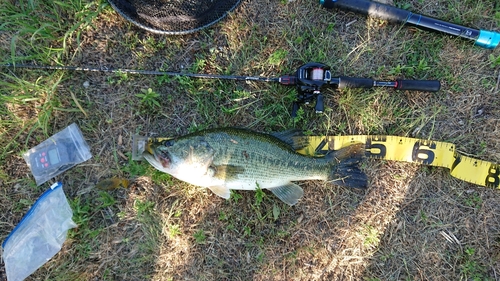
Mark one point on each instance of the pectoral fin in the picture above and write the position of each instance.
(225, 172)
(289, 193)
(222, 191)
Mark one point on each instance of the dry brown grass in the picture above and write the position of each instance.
(412, 223)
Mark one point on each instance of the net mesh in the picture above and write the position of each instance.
(173, 16)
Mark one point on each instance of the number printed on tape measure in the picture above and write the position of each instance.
(425, 152)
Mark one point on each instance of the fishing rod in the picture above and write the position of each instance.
(482, 38)
(310, 80)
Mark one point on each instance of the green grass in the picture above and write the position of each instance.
(160, 228)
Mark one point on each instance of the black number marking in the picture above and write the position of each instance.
(319, 149)
(423, 155)
(376, 150)
(492, 179)
(458, 159)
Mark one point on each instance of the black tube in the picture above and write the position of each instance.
(483, 38)
(410, 85)
(418, 85)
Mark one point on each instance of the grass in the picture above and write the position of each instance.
(162, 229)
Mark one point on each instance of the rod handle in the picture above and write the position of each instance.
(354, 82)
(418, 85)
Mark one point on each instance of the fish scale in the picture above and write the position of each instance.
(240, 159)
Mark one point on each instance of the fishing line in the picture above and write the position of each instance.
(310, 80)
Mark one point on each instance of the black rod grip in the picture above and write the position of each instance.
(354, 82)
(394, 14)
(366, 7)
(418, 85)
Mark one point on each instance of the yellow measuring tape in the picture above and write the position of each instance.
(426, 152)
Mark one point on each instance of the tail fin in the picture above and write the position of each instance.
(345, 170)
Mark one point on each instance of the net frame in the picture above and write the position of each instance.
(179, 16)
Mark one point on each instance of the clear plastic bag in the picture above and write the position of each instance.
(57, 154)
(39, 235)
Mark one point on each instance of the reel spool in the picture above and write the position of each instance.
(174, 17)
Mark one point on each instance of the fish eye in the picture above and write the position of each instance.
(168, 143)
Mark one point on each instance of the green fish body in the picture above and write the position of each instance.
(240, 159)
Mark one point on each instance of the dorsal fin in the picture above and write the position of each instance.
(293, 138)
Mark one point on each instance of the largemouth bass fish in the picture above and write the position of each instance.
(241, 159)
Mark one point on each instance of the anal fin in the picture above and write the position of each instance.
(289, 193)
(221, 191)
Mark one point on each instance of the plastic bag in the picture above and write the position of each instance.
(39, 235)
(57, 154)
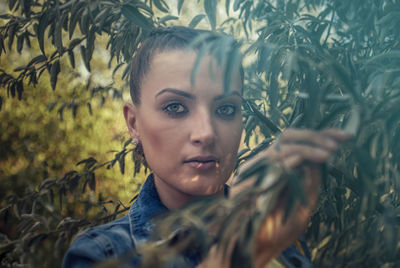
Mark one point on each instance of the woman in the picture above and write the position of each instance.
(190, 134)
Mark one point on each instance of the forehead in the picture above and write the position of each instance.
(173, 68)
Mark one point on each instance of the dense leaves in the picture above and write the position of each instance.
(313, 64)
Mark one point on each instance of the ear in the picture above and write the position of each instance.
(130, 114)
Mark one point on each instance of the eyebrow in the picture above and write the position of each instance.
(191, 96)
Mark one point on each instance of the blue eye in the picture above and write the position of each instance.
(227, 110)
(175, 109)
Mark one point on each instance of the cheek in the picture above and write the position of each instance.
(158, 137)
(230, 140)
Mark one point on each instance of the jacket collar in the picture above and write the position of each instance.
(146, 206)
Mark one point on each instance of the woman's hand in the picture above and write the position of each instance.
(296, 149)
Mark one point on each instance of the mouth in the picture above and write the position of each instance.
(202, 162)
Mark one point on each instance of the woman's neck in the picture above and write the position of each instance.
(173, 198)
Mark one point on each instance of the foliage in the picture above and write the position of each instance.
(308, 63)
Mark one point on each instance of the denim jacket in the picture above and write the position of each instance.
(119, 237)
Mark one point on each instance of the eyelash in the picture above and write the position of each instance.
(179, 106)
(168, 106)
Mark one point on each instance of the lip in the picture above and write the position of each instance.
(202, 162)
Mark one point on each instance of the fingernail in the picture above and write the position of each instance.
(331, 144)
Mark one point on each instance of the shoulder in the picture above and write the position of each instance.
(99, 243)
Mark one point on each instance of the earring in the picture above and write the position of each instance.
(135, 141)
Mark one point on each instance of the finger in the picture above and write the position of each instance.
(293, 161)
(305, 152)
(337, 134)
(306, 136)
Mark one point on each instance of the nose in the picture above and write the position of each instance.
(203, 130)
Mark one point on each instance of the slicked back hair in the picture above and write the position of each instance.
(159, 40)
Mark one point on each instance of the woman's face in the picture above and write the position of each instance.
(189, 134)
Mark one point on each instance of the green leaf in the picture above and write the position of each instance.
(54, 71)
(227, 6)
(161, 5)
(37, 59)
(43, 23)
(58, 37)
(180, 4)
(232, 68)
(71, 58)
(85, 58)
(210, 6)
(134, 16)
(353, 122)
(196, 20)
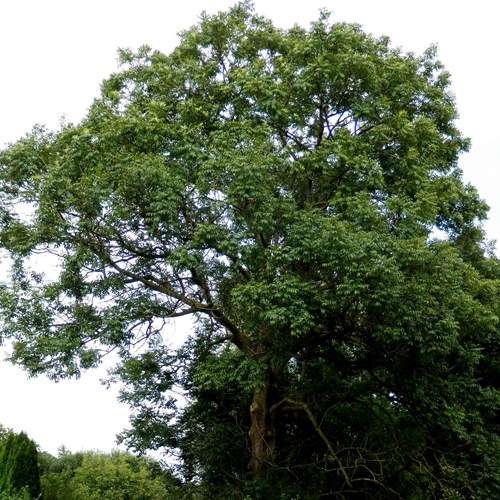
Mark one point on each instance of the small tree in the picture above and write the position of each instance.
(19, 465)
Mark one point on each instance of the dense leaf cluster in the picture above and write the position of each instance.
(297, 192)
(19, 475)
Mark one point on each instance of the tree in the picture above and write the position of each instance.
(297, 192)
(117, 475)
(19, 466)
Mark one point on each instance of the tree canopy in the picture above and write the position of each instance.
(19, 475)
(296, 191)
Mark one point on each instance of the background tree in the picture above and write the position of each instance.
(297, 191)
(19, 466)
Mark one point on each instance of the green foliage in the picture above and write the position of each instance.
(118, 475)
(19, 475)
(297, 192)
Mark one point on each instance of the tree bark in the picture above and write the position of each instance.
(262, 432)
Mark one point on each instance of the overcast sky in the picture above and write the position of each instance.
(55, 53)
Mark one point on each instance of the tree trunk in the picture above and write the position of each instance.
(262, 431)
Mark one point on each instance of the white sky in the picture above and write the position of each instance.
(55, 53)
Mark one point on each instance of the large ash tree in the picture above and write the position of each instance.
(297, 193)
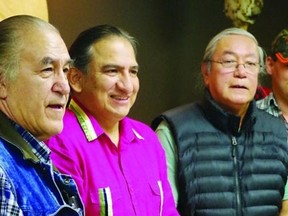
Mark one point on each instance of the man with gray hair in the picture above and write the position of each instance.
(33, 94)
(225, 156)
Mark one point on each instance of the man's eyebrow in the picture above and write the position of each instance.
(49, 60)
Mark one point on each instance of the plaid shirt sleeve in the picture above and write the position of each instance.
(8, 203)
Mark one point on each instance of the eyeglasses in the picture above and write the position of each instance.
(252, 67)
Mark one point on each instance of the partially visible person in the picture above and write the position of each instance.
(225, 156)
(117, 162)
(34, 90)
(276, 103)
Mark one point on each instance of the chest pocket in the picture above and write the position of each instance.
(102, 201)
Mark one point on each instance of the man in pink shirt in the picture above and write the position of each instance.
(117, 162)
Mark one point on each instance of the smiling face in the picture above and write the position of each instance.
(232, 90)
(110, 88)
(36, 98)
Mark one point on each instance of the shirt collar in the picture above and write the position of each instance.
(88, 128)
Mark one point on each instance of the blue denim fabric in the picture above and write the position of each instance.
(37, 186)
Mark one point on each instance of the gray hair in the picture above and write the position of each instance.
(211, 47)
(81, 51)
(13, 31)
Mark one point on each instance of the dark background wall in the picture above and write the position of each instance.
(172, 36)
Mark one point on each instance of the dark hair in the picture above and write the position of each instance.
(81, 49)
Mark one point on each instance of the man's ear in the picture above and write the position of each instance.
(3, 88)
(205, 73)
(75, 78)
(269, 65)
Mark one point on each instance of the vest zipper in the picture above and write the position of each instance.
(236, 176)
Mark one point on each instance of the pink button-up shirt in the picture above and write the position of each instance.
(127, 180)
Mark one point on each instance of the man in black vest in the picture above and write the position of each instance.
(225, 156)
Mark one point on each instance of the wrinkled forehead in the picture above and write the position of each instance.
(238, 45)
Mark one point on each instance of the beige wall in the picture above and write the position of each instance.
(31, 7)
(172, 36)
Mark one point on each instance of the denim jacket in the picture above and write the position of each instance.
(37, 187)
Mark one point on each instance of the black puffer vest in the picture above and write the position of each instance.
(225, 171)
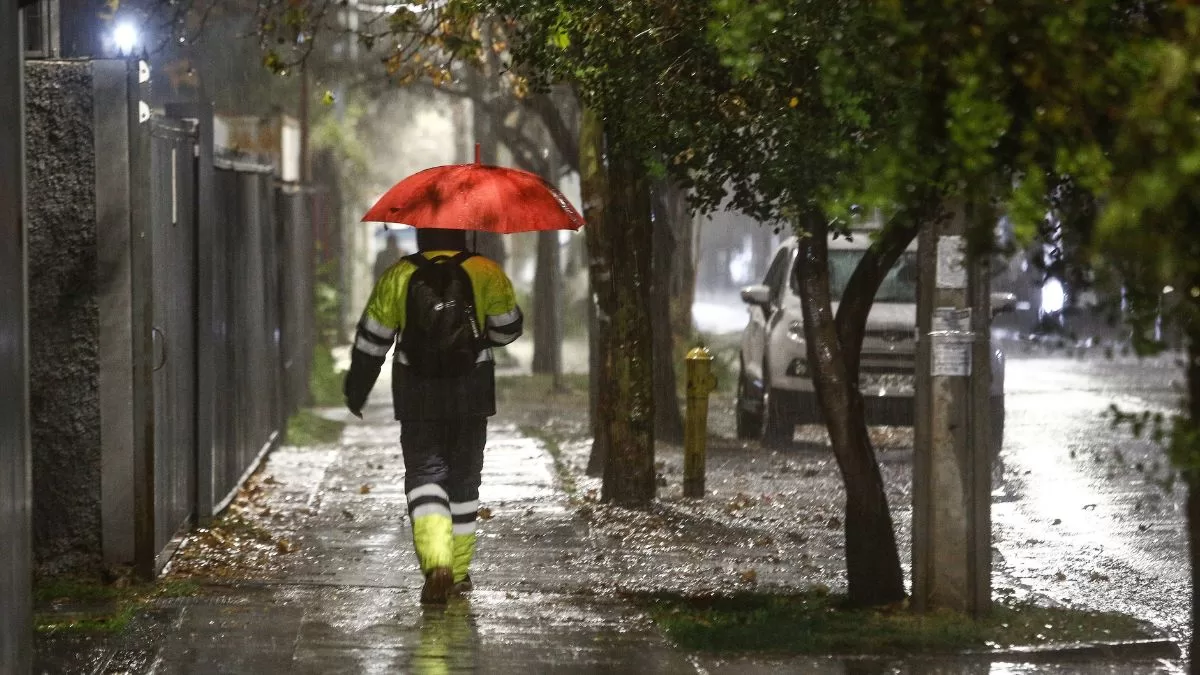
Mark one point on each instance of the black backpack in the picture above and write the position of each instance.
(442, 335)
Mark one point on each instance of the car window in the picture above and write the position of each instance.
(775, 273)
(899, 286)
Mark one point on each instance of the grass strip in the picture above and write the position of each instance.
(817, 622)
(93, 607)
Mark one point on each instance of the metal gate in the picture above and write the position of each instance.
(173, 219)
(246, 356)
(295, 245)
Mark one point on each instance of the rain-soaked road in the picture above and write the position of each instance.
(1083, 514)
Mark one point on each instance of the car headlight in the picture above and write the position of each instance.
(796, 332)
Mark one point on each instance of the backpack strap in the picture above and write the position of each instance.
(418, 260)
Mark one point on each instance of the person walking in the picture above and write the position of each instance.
(444, 309)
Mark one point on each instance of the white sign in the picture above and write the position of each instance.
(952, 356)
(952, 270)
(951, 341)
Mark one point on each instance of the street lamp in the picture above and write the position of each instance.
(125, 37)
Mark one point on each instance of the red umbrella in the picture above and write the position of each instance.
(477, 197)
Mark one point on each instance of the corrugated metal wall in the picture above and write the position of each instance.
(16, 633)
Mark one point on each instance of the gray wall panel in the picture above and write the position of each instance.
(16, 633)
(114, 293)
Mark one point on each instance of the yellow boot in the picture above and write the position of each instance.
(432, 541)
(463, 553)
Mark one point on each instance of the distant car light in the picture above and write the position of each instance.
(798, 368)
(1054, 297)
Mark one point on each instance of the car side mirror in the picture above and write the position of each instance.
(1002, 303)
(756, 294)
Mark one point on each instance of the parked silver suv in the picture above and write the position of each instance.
(775, 392)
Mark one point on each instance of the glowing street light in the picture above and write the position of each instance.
(125, 37)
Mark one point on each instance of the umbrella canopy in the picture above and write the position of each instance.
(478, 197)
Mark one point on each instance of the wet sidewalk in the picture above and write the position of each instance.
(312, 571)
(340, 591)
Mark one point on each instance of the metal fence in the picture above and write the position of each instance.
(233, 297)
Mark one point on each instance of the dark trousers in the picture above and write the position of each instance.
(444, 452)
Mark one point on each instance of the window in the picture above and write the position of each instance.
(899, 286)
(36, 18)
(774, 279)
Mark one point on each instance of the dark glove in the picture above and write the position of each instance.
(359, 381)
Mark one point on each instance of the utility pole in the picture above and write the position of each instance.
(16, 493)
(952, 458)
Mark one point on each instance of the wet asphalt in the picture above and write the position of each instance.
(322, 579)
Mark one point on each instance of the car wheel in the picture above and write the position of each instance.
(997, 425)
(778, 426)
(749, 423)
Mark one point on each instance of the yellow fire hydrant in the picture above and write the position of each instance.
(701, 383)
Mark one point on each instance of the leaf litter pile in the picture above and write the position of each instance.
(247, 541)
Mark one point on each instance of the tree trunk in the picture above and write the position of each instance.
(873, 563)
(547, 302)
(487, 133)
(594, 189)
(667, 418)
(624, 297)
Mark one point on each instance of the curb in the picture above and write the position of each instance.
(1115, 650)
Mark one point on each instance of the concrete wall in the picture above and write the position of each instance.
(64, 316)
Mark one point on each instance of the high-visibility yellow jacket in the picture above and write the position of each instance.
(382, 328)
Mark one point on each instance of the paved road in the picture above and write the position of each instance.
(1083, 515)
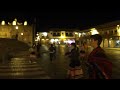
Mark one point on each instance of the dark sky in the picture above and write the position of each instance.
(63, 18)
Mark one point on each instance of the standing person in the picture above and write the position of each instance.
(98, 65)
(75, 71)
(52, 51)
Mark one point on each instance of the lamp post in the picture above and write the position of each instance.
(34, 30)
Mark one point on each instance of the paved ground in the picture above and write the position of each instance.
(20, 67)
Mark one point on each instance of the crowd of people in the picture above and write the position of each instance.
(97, 63)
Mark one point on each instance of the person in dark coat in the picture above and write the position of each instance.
(75, 70)
(99, 67)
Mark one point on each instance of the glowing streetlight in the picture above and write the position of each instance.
(3, 23)
(94, 31)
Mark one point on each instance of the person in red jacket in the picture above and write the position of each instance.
(99, 66)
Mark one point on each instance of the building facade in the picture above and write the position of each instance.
(109, 31)
(16, 30)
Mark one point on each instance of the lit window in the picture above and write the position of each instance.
(3, 23)
(21, 33)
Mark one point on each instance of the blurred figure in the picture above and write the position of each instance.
(99, 67)
(52, 50)
(75, 70)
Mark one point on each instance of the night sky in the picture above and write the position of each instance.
(63, 18)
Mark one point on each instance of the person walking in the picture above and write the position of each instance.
(99, 67)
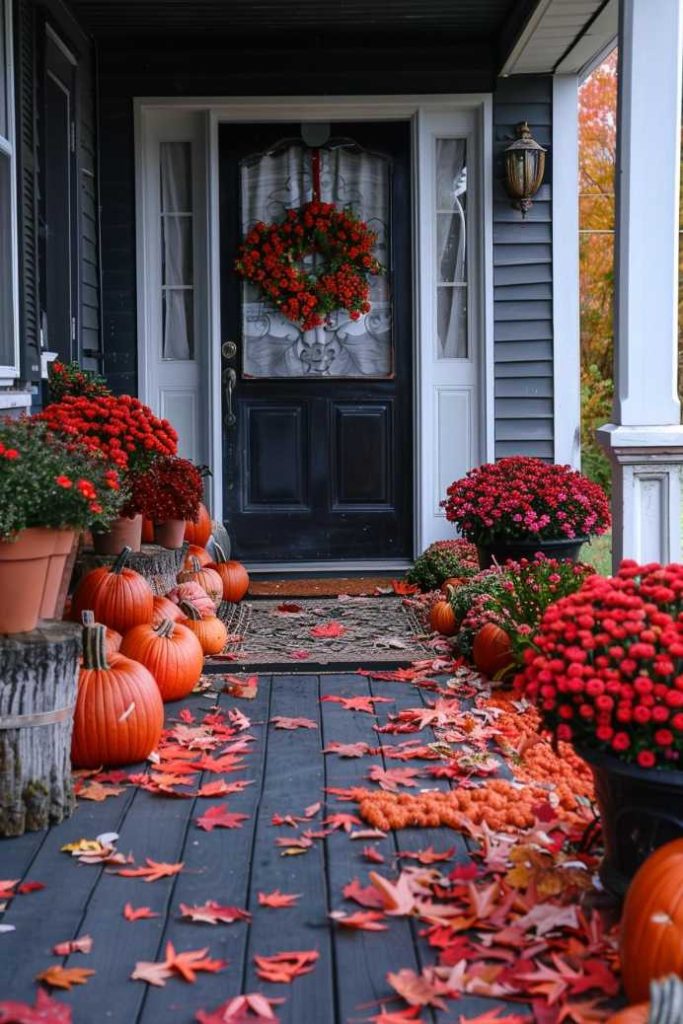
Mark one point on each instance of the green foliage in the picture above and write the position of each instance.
(441, 560)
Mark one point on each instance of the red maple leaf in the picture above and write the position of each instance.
(220, 817)
(278, 899)
(45, 1011)
(326, 630)
(283, 722)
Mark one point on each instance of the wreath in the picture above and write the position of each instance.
(271, 256)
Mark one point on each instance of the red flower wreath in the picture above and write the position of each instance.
(271, 256)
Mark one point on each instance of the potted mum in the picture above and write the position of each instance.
(520, 506)
(169, 493)
(128, 434)
(605, 670)
(50, 489)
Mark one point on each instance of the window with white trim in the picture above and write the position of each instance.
(8, 239)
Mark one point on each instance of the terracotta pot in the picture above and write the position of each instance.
(170, 534)
(123, 532)
(58, 573)
(24, 568)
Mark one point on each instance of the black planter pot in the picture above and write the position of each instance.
(501, 551)
(641, 809)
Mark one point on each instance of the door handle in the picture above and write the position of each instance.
(230, 382)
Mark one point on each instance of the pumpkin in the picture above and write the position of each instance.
(119, 715)
(119, 597)
(233, 576)
(207, 578)
(193, 592)
(165, 608)
(199, 531)
(195, 551)
(651, 931)
(170, 651)
(442, 619)
(492, 650)
(210, 631)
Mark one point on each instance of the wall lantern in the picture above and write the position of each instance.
(524, 166)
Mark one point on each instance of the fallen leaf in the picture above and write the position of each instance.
(131, 912)
(220, 817)
(65, 977)
(45, 1011)
(153, 872)
(278, 899)
(82, 945)
(282, 722)
(212, 912)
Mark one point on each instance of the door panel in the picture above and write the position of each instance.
(317, 425)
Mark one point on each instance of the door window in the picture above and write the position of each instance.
(283, 178)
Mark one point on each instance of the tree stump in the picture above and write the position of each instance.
(160, 566)
(38, 678)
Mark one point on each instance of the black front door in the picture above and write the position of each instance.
(317, 424)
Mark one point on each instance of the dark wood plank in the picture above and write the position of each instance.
(217, 867)
(363, 958)
(294, 780)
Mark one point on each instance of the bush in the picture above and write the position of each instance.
(441, 560)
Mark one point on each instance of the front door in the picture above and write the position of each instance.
(317, 424)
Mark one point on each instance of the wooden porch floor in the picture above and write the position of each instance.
(230, 866)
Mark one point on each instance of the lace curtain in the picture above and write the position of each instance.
(272, 345)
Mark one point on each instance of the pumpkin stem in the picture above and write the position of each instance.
(165, 628)
(94, 644)
(190, 610)
(120, 563)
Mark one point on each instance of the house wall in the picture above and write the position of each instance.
(31, 17)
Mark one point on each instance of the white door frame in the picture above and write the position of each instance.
(423, 113)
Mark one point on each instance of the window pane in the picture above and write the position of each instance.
(6, 309)
(452, 323)
(178, 340)
(176, 177)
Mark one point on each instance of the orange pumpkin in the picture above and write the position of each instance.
(442, 619)
(195, 551)
(199, 531)
(651, 931)
(206, 577)
(119, 714)
(165, 608)
(119, 597)
(171, 652)
(233, 576)
(492, 650)
(210, 631)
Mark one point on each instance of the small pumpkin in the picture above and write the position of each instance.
(233, 576)
(651, 930)
(210, 631)
(171, 652)
(119, 715)
(199, 531)
(492, 650)
(119, 597)
(442, 619)
(165, 608)
(206, 577)
(195, 551)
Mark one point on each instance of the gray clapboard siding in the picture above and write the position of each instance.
(522, 283)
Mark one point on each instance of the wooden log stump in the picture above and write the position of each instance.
(38, 678)
(160, 566)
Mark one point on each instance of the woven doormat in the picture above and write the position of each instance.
(319, 634)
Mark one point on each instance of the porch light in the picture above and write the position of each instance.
(524, 166)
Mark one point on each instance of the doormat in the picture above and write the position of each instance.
(319, 635)
(319, 587)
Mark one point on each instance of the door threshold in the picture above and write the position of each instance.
(339, 568)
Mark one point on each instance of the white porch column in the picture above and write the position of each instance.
(645, 441)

========================================================================

(Direction) What are the lines from the one with "Mark one point on each instance of the house" through the last line of the records above? Quote them exactly and add nothing.

(Solution to this exercise)
Mark one point on each instance of the house wall in the picture above and write the position of each instance.
(31, 17)
Mark one point on each instance of the white door frame in the picture above and write the position of each instance.
(423, 113)
Mark one point on each instance of the window pane in the picture above and write the position of each instance.
(6, 309)
(452, 323)
(178, 340)
(176, 177)
Mark one point on each instance of the orange pumpkin in the picture above and write the position of each instance.
(442, 619)
(195, 551)
(199, 531)
(651, 931)
(206, 577)
(119, 714)
(165, 608)
(119, 597)
(171, 652)
(233, 576)
(492, 650)
(210, 631)
Mark one point on each instance of the small pumpkin in the picture above and write the position of each instance.
(233, 576)
(651, 930)
(210, 631)
(171, 652)
(119, 715)
(199, 531)
(492, 650)
(119, 597)
(442, 619)
(165, 608)
(206, 577)
(195, 551)
Mark one point on each instance of the gray clapboard siding in the picture above and write the position of each instance.
(522, 283)
Mark one point on each instance of the wooden log stump in the picture above and write the position of each instance.
(38, 678)
(160, 566)
Mark one point on each instance of the woven doormat in the picture above and write the position of each instance.
(319, 634)
Mark one point on each instance of the porch light in the picture above and write the position of each instance.
(524, 166)
Mark one point on each instance of the doormat in the picture above and write the position of each instance.
(319, 635)
(319, 587)
Mark one point on each instance of the door threshold in the picture above and write the position of each instance.
(339, 568)
Mark one point on each instance of the white porch column in the picture above and write the position of each instance.
(645, 441)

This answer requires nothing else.